YOUR GOAL: Find the lines below that contain the string "Outline". Copy each one.

[SUPPLIED RECORDS — start]

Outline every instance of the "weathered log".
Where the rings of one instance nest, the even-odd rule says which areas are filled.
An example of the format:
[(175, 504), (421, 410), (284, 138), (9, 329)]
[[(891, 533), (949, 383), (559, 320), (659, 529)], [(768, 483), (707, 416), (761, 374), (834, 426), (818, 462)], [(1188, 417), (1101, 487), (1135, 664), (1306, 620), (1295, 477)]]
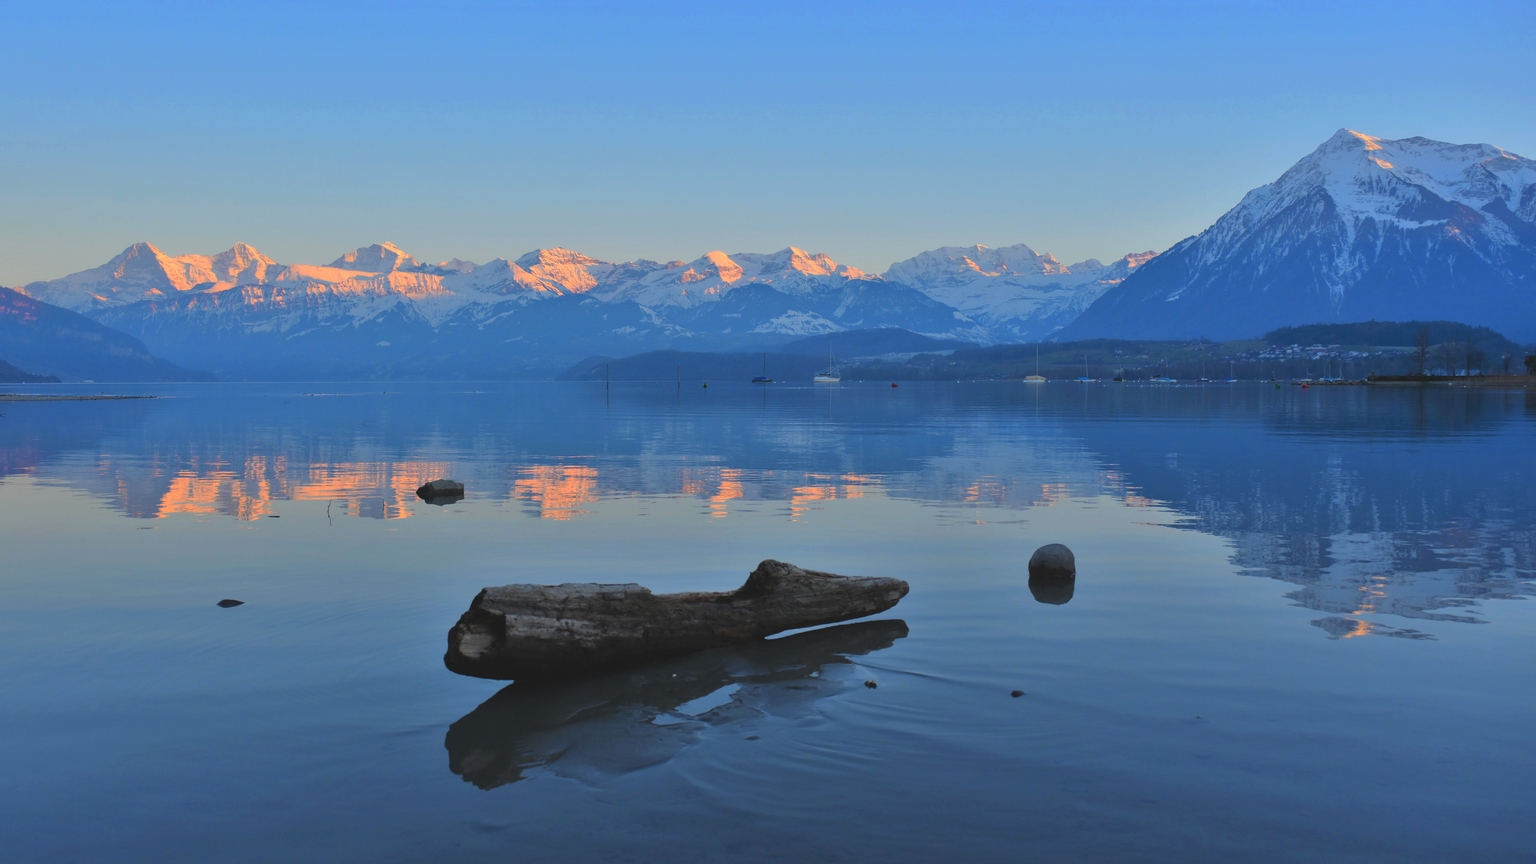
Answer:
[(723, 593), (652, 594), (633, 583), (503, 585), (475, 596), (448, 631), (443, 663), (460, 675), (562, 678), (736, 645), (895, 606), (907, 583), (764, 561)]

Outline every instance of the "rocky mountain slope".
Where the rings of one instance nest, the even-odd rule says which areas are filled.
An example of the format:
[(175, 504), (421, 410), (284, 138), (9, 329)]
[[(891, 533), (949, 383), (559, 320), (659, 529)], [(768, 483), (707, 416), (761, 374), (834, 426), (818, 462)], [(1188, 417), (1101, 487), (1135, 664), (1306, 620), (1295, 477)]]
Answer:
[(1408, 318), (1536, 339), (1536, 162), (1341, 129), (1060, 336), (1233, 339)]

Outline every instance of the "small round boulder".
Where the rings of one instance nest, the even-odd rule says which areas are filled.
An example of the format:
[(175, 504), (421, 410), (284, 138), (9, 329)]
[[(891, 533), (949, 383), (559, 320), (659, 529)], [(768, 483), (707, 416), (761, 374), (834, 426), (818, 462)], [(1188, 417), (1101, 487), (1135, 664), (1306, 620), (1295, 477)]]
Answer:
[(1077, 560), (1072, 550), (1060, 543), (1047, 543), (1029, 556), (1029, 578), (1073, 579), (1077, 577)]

[SUPPLIED RECORDS — finish]
[SUPPLIED RECORDS — start]

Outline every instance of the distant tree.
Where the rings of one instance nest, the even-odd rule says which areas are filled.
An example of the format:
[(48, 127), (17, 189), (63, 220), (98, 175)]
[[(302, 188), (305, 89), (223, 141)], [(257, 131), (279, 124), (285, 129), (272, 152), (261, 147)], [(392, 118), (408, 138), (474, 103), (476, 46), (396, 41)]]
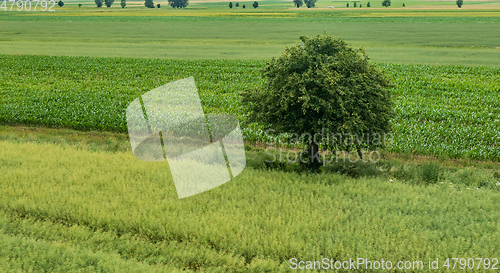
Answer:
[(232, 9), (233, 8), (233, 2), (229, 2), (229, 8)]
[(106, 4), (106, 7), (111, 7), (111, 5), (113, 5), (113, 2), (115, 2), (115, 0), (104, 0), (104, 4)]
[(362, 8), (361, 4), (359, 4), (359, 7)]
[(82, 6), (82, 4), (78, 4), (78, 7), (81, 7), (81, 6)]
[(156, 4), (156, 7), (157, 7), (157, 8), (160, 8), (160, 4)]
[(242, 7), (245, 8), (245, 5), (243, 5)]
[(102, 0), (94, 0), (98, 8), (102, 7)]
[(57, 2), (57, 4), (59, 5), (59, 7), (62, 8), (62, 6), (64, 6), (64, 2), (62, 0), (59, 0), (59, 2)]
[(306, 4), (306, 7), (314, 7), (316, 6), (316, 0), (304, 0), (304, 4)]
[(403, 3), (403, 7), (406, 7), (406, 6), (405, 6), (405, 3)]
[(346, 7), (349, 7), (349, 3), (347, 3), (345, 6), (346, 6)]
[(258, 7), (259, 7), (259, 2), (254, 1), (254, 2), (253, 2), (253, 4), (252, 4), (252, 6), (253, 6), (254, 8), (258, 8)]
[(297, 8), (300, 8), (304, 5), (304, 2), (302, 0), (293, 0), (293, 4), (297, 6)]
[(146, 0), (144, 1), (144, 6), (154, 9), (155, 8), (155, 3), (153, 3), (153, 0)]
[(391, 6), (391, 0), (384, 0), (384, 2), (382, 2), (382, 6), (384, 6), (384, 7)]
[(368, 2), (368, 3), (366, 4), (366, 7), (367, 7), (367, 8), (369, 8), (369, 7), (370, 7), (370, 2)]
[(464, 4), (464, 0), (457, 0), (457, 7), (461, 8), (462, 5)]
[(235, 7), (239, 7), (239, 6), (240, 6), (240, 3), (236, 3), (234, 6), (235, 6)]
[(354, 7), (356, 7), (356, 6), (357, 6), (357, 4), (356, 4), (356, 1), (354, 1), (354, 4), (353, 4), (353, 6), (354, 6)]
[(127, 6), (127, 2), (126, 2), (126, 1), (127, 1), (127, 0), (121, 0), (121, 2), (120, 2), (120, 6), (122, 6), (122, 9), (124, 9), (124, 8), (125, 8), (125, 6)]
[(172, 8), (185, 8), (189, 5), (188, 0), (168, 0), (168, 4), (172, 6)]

[SUPPLIED RECORDS — finish]
[SUPPLIED RECORDS — start]

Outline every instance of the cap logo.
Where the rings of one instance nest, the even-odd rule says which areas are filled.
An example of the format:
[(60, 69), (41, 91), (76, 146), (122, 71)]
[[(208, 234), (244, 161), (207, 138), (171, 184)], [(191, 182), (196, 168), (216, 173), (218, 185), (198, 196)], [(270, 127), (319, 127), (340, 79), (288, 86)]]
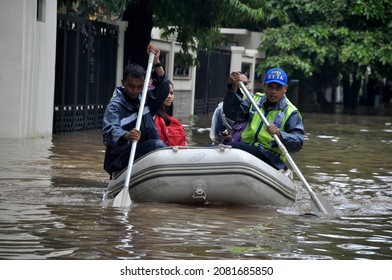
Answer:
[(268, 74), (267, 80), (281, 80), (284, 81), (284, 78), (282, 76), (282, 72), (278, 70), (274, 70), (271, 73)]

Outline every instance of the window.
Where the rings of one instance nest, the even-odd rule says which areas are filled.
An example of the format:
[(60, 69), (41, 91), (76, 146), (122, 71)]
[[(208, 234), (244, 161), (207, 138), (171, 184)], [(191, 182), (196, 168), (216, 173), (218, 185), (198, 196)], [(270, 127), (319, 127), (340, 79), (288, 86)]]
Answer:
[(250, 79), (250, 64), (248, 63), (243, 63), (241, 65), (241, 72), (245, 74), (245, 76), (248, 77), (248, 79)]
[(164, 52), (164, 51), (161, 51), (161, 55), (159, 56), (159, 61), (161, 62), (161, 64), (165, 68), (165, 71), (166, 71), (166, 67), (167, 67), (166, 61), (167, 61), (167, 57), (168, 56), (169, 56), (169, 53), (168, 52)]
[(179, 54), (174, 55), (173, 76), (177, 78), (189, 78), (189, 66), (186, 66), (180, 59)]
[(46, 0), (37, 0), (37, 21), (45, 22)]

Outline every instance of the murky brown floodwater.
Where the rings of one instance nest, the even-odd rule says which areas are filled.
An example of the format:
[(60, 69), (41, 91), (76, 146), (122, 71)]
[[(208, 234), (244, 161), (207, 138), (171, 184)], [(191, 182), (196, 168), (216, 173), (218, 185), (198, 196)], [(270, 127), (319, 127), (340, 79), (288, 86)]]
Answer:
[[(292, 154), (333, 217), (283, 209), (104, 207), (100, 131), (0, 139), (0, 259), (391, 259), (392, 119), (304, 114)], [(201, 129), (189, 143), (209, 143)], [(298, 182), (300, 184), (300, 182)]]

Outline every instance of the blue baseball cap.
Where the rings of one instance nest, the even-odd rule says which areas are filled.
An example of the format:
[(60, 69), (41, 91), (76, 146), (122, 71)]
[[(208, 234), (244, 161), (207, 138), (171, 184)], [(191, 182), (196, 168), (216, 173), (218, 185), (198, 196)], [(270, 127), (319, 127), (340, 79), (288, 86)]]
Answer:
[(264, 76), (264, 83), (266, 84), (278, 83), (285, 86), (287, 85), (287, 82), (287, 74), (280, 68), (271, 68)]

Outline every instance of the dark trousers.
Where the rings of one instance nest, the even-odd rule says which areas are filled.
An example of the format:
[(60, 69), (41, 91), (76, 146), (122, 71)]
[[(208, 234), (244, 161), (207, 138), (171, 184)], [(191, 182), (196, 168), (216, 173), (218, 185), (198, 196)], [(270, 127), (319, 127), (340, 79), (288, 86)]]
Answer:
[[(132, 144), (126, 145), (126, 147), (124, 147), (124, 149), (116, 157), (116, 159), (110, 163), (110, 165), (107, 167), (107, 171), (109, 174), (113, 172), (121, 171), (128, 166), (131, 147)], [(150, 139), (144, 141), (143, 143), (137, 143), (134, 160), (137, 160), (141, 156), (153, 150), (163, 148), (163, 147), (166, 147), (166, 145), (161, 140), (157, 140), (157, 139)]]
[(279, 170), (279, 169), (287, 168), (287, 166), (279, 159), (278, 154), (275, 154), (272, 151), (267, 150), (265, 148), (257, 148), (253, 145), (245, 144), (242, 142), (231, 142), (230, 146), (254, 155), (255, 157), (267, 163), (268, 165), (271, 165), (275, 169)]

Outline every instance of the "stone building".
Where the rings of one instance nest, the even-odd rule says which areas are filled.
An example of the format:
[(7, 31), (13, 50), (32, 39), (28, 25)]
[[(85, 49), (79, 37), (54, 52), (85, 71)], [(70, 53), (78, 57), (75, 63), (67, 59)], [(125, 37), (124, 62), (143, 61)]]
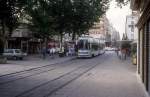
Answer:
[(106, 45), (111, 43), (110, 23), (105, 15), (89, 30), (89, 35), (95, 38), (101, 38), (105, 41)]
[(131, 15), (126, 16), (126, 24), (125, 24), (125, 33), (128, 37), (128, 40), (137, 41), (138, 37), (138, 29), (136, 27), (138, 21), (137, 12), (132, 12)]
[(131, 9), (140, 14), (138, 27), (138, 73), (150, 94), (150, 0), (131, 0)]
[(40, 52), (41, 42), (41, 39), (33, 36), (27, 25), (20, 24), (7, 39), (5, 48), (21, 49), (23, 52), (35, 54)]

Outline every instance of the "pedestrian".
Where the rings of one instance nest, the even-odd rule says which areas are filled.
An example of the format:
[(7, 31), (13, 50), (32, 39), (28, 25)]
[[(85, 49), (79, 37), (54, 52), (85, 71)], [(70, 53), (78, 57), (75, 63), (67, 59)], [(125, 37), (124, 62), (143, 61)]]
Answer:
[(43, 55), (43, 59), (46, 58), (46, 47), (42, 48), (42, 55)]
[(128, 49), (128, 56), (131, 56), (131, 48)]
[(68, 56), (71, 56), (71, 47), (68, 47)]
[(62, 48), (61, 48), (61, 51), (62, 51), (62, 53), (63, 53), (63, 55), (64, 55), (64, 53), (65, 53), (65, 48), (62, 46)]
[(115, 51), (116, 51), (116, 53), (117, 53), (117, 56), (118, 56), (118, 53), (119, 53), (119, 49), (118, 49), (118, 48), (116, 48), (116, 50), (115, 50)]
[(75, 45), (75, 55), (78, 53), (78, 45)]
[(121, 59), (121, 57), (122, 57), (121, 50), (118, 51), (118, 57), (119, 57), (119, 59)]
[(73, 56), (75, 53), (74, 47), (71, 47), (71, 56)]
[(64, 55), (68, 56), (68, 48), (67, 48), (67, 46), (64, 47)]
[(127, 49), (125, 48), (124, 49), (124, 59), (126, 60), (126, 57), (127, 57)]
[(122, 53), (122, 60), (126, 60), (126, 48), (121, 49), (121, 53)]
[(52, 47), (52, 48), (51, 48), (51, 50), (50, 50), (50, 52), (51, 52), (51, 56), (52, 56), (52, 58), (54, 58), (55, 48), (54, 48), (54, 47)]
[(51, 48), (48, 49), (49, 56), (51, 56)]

[SUPPLIED RECORDS — finish]

ANSWER TO THIS TASK:
Outline every instance of the "weathered log".
Outline every instance of the "rocky mountain slope".
Outline every instance of the "small round boulder".
Outline every instance of the distant tree.
Outline every instance of the cap logo.
Outline every instance of the window.
Outline every instance of the murky brown floodwater.
Outline every instance of the blue baseball cap.
Outline every instance of the dark trousers.
Outline every instance of the "stone building".
Outline every instance of the "pedestrian".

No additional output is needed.